Tally the lines in the data below that contain the string "railing", with case counting, and reply with only the number.

[Object point labels]
——————
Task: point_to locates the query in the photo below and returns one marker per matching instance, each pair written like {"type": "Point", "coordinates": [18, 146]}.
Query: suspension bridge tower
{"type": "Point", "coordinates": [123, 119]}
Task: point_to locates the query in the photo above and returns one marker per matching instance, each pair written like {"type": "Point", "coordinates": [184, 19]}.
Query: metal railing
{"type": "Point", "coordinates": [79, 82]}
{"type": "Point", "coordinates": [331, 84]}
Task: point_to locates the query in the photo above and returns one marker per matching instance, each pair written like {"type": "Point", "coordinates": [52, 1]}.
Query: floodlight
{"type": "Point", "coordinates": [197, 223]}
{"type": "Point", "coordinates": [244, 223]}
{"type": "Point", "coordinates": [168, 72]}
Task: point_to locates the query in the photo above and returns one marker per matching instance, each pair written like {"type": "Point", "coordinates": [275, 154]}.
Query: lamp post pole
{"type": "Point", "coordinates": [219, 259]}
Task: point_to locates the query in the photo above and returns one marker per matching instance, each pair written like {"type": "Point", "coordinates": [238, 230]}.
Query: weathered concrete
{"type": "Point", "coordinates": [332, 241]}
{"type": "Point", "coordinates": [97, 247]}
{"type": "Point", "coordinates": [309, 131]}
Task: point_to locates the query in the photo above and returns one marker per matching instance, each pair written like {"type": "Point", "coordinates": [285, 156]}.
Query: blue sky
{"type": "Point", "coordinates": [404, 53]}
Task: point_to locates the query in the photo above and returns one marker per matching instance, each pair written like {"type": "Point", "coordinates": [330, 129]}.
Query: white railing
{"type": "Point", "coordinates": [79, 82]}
——————
> **ANSWER**
2